**Work to be completed:** Could you rewrite the items below with each "Query" swapped for "Target" and leave every other part untouched?

**Given entries:**
-- Begin --

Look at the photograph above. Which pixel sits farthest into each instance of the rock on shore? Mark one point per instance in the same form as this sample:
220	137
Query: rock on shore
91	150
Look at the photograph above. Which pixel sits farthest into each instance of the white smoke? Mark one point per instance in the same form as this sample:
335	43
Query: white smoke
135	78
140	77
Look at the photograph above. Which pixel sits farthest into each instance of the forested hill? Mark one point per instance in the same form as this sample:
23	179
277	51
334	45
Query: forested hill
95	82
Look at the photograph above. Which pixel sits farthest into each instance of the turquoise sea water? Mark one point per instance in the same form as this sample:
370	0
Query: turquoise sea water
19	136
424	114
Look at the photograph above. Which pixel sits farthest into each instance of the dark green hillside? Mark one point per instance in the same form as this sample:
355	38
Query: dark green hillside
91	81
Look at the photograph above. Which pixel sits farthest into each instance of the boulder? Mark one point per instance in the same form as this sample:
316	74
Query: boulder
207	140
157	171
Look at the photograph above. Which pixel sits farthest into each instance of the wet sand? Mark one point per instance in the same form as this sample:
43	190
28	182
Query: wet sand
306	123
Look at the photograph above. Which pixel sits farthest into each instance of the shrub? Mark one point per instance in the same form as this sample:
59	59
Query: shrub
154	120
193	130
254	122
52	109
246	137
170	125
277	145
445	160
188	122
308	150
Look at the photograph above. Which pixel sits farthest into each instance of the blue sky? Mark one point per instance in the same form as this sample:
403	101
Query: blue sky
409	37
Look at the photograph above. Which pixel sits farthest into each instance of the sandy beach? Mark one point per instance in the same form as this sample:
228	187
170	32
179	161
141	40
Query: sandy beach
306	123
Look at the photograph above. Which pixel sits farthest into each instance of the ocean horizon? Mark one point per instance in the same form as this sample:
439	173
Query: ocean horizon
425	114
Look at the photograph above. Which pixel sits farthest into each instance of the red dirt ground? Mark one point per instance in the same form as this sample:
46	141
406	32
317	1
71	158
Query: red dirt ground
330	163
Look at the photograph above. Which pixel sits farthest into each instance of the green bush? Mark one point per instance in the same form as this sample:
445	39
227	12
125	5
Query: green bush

-- End --

**Task solution:**
Look at the photograph above. Which pixel sits farthest into each instance of the rock on shore? Mark one point per instance in the same form as this sample:
220	137
Target: rock on shore
91	150
Look at the photograph above. Which pixel sits farthest into each instance of the white smoke? Mark one point per instance in the same form as this sample:
335	43
Target: white smoke
135	78
140	77
Look at the photograph above. Which pixel sits farthest into each instance of the forested hill? Mark one point per instance in the same form as this sample:
23	179
277	51
334	45
Target: forested hill
95	82
Look at the photograph above. Which pixel sits farthest into each instance of the turquoise sea water? Mark one point per instance in the same form as this sample:
370	0
Target: turquoise sea water
19	136
424	114
Look at the photograph above. Which pixel sits farthest into each instance of the dark green hillside? Mark one point per instance in the same form as this sample:
355	38
Target: dark green hillside
91	81
Look at the photograph above. Which pixel sits farthest into each instance of the boulder? Mark one point per instance in the same form as this sample:
316	74
Target: boulder
207	140
157	171
Look at the photograph above. Which pixel sits farthest into each instance of the wet sand? Mark one point per instance in the same form as this sample:
43	190
28	182
Target: wet sand
306	123
Look at the photograph above. Which pixel sits farthest into each instance of the shrub? Mark one point per instance in the same form as this sample:
59	59
Target: shrub
154	120
193	130
254	122
52	109
246	137
170	125
277	145
445	160
188	122
308	150
Look at the photograph above. Which pixel sits farthest into each instance of the blue sky? Mark one point per instance in the same form as this sample:
403	101
Target: blue sky
409	37
Look at the photograph above. Which pixel sits farthest into each instance of the sandy beach? Mark one point per instance in the same form as this sample:
228	187
170	32
179	161
141	40
Target: sandy beach
306	123
Look at the photograph above. Which pixel sits farthest into each instance of the ocean horizon? Mark one point per instance in the same form as this sample:
439	173
Target: ocean horizon
425	114
Look at the photograph above. Which pixel sits farthest into each instance of the red dirt ground? Mark one point per instance in the same form as this sample:
46	141
406	32
317	1
71	158
Target: red dirt ground
330	163
Look at the photograph above. Which pixel sits farthest into each instance of the green bush? Mark one point per instance in the same form as this sample:
445	39
227	12
125	5
Target: green bush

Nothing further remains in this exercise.